São Paulo, domingo, 19 de outubro de 2003 |
Texto Anterior | Próximo Texto | Índice
+ cultura Substituição de temas bucólicos por bélicos marca a chegada da modernidade à tapeçaria do Oriente Cicatrizes no paraíso
Walnice Nogueira Galvão especial para a Folha
Novas do saque do Museu de
Bagdá, depositário de despojos
milenares das fontes da civilização -de sumérios, caldeus,
babilônios, assírios-, vieram somar-se
numa contabilidade de danos e perdas
ao do Museu de Cabul, arrasado pelo
bombardeio invasor. Tanto mais de notar, num tal cenário, a irrupção de um
testemunho artístico até agora inédito.
Entre esses despojos, ocupa posição de
destaque o tapete, que constituiu por séculos o único mobiliário numa civilização de tendas. Além de aconchego ao
dormir, sentar e palmilhar, revestindo
um piso irregular, serve de cama, de coberta, de sofá, de mesa, de biombo, de
parede, de teto, de reposteiro. Apesar de
comumente chamado de "persa", não é
vinculado às nacionalidades porque as
precede, podendo provir do Irã, do Iraque, do Afeganistão, do Egito, da Índia,
ou mesmo da China.

Instrução 1: Imprima, sem mudar nada, tudo o que vai de "São Paulo, domingo, 19" até "até agora inédito." no texto sobre a tapeçaria do Oriente.

Linhas de uma coleção:

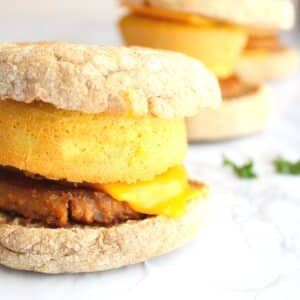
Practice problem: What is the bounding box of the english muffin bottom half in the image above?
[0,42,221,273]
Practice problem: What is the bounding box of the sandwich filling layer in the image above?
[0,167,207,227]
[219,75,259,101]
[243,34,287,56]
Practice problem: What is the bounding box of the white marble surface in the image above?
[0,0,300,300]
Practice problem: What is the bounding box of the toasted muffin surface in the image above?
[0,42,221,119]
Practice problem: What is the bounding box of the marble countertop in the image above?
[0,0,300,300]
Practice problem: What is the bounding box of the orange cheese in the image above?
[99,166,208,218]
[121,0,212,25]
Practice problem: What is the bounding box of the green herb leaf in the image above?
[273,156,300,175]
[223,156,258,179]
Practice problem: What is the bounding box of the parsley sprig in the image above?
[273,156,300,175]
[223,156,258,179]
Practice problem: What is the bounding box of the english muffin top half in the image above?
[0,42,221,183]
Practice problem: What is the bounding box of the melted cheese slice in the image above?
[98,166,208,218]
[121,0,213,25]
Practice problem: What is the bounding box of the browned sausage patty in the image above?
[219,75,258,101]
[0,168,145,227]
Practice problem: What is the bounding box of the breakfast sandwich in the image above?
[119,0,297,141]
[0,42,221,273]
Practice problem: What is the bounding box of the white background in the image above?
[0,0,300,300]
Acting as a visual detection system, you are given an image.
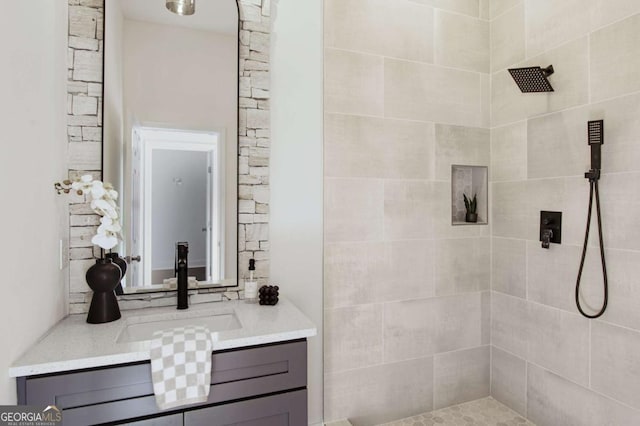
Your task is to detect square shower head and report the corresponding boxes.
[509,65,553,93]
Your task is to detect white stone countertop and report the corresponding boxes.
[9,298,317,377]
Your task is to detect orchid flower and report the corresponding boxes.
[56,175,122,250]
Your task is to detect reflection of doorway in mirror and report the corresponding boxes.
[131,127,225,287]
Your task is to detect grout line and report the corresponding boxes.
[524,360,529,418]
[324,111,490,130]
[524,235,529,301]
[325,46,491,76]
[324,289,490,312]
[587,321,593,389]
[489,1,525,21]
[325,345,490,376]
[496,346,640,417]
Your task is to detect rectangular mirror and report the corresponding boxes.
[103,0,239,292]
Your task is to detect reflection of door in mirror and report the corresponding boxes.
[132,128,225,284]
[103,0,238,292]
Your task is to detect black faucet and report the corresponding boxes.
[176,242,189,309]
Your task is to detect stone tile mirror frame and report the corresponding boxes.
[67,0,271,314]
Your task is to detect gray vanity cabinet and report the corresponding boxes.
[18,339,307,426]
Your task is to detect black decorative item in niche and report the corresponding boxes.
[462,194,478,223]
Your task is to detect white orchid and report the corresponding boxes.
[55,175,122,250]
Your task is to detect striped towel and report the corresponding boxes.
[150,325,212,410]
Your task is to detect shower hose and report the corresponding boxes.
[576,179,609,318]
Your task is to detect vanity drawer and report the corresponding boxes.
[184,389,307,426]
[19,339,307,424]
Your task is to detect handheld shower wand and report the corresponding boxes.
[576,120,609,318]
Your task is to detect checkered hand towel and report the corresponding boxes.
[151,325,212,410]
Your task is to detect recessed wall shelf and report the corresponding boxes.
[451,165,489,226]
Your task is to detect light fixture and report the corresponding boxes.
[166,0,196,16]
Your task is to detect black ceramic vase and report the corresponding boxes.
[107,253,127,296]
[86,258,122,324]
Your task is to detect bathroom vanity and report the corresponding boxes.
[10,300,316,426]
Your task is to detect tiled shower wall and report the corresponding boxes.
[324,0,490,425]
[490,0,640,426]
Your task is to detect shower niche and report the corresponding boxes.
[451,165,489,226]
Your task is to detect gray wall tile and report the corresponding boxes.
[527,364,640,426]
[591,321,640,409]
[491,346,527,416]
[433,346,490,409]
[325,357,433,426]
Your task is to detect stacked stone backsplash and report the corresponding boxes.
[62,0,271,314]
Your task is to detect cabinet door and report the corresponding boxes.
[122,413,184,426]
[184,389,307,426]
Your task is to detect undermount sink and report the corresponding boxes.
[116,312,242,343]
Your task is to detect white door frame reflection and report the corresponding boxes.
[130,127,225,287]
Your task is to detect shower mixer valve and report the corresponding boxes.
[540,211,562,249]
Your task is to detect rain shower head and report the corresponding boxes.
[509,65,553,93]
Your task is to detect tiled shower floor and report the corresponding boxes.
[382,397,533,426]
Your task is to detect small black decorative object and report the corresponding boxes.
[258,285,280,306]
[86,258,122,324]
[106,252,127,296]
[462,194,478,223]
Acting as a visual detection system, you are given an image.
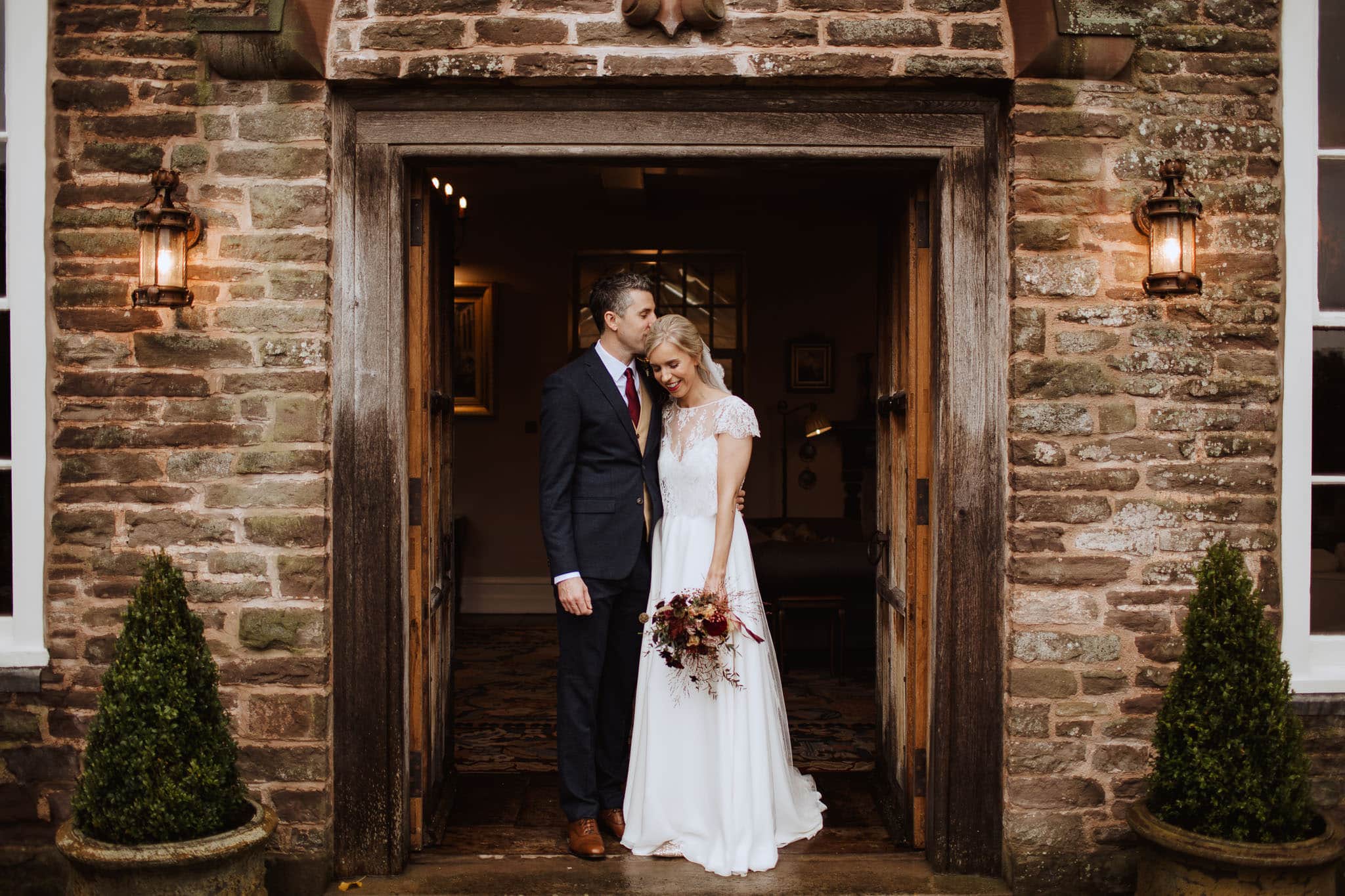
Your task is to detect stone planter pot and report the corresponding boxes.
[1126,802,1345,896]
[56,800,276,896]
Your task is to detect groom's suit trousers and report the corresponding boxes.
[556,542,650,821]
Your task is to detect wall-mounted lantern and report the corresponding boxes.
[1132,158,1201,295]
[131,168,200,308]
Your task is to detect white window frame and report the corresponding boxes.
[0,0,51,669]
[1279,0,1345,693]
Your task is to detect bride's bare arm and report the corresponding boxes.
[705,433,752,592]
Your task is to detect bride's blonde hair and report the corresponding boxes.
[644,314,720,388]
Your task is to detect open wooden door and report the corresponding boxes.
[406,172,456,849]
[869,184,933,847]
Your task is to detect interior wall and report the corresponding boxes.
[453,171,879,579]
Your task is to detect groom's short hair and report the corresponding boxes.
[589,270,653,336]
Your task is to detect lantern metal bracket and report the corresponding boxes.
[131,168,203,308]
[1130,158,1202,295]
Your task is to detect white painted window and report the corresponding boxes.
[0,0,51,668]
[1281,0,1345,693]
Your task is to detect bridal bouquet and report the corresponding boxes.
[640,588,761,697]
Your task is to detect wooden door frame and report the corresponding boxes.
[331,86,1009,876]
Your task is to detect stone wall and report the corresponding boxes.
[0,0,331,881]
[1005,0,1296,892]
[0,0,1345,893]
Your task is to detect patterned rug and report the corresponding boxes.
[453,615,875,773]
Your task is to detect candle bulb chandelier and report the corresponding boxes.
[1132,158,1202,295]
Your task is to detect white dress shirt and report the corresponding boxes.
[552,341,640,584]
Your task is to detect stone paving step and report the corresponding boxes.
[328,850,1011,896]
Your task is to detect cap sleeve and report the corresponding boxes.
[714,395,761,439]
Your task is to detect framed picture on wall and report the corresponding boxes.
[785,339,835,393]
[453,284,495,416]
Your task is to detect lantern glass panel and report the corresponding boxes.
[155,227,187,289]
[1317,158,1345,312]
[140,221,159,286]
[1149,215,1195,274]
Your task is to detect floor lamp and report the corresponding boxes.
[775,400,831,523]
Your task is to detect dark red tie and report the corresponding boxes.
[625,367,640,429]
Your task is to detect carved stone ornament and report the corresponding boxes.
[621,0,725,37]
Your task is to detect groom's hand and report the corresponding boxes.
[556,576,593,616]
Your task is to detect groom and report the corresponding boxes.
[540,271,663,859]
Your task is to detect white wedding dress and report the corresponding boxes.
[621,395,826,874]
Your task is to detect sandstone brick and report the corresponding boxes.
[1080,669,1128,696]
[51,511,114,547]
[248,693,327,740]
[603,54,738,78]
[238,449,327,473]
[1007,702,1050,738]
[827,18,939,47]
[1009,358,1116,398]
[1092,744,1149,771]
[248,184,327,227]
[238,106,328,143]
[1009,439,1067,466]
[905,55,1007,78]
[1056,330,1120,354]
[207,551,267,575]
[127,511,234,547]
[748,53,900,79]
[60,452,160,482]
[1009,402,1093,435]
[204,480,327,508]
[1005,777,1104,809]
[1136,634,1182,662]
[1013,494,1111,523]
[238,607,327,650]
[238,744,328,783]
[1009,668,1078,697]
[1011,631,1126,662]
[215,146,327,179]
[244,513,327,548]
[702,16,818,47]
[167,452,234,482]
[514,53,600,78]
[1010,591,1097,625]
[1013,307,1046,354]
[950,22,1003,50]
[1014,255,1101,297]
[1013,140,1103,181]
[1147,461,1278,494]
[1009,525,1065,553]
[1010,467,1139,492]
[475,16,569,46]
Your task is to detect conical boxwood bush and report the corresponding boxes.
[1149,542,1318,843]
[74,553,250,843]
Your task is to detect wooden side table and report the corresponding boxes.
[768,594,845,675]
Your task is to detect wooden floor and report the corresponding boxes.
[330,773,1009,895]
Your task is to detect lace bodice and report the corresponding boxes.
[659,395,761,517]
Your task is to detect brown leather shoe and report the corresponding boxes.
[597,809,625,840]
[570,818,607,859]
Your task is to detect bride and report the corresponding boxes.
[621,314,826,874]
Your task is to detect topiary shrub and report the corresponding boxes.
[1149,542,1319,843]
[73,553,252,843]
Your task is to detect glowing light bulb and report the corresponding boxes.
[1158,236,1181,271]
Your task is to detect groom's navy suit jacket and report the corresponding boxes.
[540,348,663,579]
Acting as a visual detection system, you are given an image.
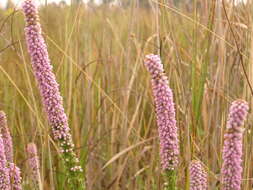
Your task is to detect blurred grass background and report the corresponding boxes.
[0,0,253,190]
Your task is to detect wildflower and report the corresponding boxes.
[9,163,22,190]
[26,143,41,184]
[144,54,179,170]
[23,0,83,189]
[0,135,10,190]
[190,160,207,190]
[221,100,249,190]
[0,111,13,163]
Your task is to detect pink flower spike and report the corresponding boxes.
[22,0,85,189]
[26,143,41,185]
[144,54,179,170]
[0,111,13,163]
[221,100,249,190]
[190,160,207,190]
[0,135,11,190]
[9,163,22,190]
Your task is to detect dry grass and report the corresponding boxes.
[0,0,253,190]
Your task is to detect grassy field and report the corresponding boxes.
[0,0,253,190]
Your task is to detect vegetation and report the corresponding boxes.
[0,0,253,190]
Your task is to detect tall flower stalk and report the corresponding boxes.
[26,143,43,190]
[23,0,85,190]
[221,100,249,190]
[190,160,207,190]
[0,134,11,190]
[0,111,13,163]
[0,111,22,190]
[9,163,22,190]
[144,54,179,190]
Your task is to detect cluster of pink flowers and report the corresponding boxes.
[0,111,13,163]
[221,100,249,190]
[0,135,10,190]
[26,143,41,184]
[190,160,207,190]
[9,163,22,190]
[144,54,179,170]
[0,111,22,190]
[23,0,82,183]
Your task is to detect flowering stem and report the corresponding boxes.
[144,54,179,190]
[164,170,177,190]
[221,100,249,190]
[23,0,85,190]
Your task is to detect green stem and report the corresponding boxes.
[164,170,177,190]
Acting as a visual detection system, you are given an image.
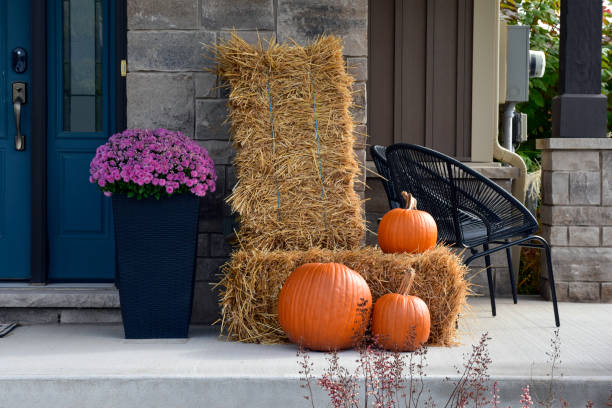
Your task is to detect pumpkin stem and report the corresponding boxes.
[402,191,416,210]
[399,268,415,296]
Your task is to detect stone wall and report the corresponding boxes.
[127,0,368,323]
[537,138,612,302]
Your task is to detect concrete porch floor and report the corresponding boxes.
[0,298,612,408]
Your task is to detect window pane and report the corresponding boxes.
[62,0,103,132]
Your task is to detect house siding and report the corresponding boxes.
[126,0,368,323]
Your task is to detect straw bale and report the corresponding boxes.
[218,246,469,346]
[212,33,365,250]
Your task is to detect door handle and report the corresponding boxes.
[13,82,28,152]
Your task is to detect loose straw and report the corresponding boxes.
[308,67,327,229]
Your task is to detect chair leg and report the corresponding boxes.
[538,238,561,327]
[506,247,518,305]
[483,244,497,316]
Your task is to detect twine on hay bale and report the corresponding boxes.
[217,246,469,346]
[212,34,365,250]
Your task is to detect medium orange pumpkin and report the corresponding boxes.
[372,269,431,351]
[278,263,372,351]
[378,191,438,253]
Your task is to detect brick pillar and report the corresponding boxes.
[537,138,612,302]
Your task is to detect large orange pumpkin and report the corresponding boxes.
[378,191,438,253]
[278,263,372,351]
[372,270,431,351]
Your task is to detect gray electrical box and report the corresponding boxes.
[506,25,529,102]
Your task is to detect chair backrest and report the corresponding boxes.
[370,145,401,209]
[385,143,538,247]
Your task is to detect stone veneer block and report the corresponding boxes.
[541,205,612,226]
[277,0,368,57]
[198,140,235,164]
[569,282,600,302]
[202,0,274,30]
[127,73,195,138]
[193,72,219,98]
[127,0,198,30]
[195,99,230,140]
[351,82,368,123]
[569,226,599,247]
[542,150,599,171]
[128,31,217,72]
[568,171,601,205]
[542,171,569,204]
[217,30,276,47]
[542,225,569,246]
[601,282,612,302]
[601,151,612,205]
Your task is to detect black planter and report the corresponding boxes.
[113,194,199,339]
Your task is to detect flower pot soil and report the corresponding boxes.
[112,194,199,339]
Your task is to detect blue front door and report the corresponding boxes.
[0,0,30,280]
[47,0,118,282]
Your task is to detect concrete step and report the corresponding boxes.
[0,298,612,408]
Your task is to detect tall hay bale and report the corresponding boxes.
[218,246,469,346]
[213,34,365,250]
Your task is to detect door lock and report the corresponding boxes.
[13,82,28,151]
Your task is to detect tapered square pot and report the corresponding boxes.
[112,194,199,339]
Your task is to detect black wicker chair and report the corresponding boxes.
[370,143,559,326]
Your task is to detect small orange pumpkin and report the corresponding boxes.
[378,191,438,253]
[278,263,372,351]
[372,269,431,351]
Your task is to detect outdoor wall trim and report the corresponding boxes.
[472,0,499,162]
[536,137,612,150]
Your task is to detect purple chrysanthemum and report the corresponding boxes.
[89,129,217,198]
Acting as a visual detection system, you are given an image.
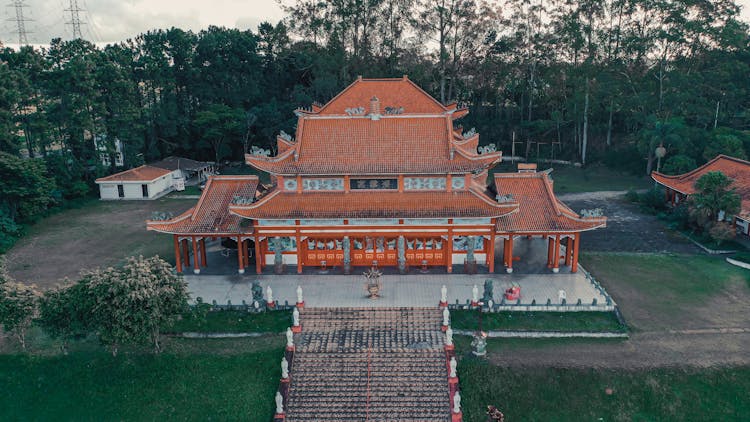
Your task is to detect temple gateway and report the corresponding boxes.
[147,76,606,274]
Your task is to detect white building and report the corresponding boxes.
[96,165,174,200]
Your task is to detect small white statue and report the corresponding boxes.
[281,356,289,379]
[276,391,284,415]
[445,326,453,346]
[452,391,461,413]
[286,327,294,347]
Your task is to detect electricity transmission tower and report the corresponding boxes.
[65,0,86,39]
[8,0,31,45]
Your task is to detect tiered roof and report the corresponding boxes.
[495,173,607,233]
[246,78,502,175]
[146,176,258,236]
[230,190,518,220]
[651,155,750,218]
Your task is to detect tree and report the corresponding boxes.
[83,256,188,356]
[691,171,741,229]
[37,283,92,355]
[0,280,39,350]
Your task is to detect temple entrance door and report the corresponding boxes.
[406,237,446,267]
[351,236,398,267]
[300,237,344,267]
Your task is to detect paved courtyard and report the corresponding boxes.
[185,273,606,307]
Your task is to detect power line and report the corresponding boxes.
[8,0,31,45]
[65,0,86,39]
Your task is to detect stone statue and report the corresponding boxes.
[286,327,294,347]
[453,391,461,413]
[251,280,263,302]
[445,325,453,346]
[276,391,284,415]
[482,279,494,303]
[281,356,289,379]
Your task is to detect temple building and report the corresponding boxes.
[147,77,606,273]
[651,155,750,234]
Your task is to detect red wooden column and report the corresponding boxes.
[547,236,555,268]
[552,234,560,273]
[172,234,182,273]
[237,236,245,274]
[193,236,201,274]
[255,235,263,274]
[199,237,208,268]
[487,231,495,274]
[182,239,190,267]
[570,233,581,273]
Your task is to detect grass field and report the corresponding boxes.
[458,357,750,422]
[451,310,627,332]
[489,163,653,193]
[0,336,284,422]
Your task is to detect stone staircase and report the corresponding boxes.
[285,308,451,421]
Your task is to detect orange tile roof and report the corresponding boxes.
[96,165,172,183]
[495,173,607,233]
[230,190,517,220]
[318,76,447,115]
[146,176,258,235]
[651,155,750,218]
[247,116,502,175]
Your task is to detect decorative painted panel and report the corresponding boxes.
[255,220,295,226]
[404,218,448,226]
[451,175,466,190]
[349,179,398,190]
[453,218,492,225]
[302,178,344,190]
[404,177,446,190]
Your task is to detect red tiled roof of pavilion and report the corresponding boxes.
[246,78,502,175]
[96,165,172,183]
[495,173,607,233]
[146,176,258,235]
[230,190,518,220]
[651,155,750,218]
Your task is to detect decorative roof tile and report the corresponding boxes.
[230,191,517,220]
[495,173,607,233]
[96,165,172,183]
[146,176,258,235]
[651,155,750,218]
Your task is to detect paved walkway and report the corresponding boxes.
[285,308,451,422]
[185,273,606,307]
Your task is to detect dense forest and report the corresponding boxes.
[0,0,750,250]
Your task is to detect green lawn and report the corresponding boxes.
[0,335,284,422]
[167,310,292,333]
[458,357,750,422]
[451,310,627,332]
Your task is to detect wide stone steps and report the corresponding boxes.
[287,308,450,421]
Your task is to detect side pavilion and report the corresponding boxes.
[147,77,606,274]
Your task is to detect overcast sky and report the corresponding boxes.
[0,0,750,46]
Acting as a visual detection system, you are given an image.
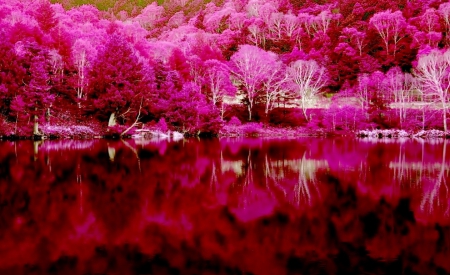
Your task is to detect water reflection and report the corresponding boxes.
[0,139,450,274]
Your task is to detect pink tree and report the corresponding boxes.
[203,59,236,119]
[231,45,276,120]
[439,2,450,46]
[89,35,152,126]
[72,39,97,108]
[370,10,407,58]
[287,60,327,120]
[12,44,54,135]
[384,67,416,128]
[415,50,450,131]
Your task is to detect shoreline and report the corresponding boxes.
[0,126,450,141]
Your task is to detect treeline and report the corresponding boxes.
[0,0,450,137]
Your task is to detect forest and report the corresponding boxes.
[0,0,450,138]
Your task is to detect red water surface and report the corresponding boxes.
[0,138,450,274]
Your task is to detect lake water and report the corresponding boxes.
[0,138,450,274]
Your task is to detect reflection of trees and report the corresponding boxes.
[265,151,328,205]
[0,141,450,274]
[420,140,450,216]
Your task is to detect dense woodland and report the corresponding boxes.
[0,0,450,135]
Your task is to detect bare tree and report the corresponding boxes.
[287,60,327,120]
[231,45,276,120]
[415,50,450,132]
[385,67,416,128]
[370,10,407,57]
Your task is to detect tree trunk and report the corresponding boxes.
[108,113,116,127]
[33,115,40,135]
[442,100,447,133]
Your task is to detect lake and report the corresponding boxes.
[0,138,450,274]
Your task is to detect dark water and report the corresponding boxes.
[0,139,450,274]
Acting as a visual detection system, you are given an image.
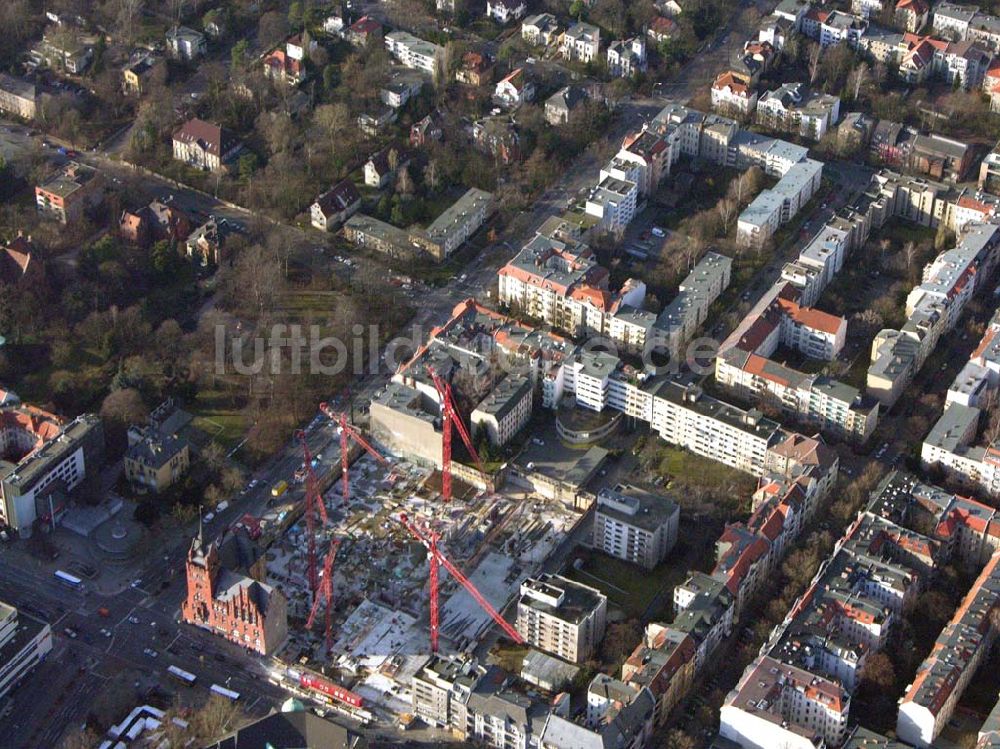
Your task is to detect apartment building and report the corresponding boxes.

Instrução 2: Reescreva tudo nas linhas da coleção, desde a que contém "Your task is to detect white window" até a que contém "[540,271,663,859]", ambas incluídas, redimensionando as coordenadas das caixas nas respostas: multiplique cada número por 1,05 e arredonde para inteiro, com meio para cima. Deixe o resto de cada linha como está e não traga nenhuma outra linha.

Resposta do exercício 1:
São Paulo, domingo, 19 de outubro de 2003 |
Texto Anterior | Próximo Texto | Índice
+ cultura Substituição de temas bucólicos por bélicos marca a chegada da modernidade à tapeçaria do Oriente Cicatrizes no paraíso
Walnice Nogueira Galvão especial para a Folha
Novas do saque do Museu de
Bagdá, depositário de despojos
milenares das fontes da civilização -de sumérios, caldeus,
babilônios, assírios-, vieram somar-se
numa contabilidade de danos e perdas
ao do Museu de Cabul, arrasado pelo
bombardeio invasor. Tanto mais de notar, num tal cenário, a irrupção de um
testemunho artístico até agora inédito.

Resposta do exercício 2:
Your task is to detect white window frame and report the corresponding boxes.
[0,0,54,702]
[1343,0,1412,728]
Your task is to detect bride's bare arm and report the corresponding boxes.
[740,455,790,622]
Your task is to detect bride's blonde hair and report the corresponding boxes.
[676,330,756,407]
Your task is to detect open wooden door and report the corresponding boxes.
[426,181,479,891]
[912,193,980,889]
Your task is to detect interior wall and report the corresponding boxes.
[476,180,923,608]
Your task is to detect groom's short hair and report the corresponding boxes.
[618,284,686,353]
Your task is to detect lantern metal bracket and report the corresponding boxes.
[138,176,213,323]
[1187,166,1262,310]
Your task is to detect white painted window and report the corresponding boxes.
[0,0,54,701]
[1345,0,1412,728]
Your task is to detect bridal bouquet and report the corresponding boxes.
[672,617,799,732]
Your task is to detect wooden door frame and report the corresponding boxes.
[348,90,1059,920]
Your task is to detect stone wall and report the corresponding boxes.
[0,0,348,925]
[1055,0,1361,937]
[0,0,1412,938]
Your task is to detect patterned rug and report the corresponding boxes.
[476,646,919,812]
Your task is to detect candle bulb chandelier and report the corresponding boxes.
[1189,166,1262,310]
Your task is to detect white dress shirt and report the corresponding boxes.
[580,358,672,613]
Your task is to detect stone paving step and report the corresponding boxes.
[344,893,1062,941]
Your task is to detect cap sleeve and report the corresponding boxes.
[750,415,799,461]
Your task is to detect framed picture on wall and report the corresponding boxes.
[824,356,877,413]
[476,298,520,437]
Your task is to detect lantern glass panel and report the corresponding boxes.
[163,238,196,303]
[1383,166,1412,328]
[147,232,167,300]
[1206,226,1255,288]
Your task is to detect floor lamp and report the corresponding boxes.
[814,420,873,549]
Your task is to detect dark red tie and report the corresponding boxes.
[656,385,672,450]
Your task is to detect carved stone ornament and report the corresponding boxes.
[652,0,761,39]
Your task is to detect groom's hand and report the corresponding boxes.
[584,605,623,647]
Your task is to detect groom and report the corresponding boxes.
[567,285,696,902]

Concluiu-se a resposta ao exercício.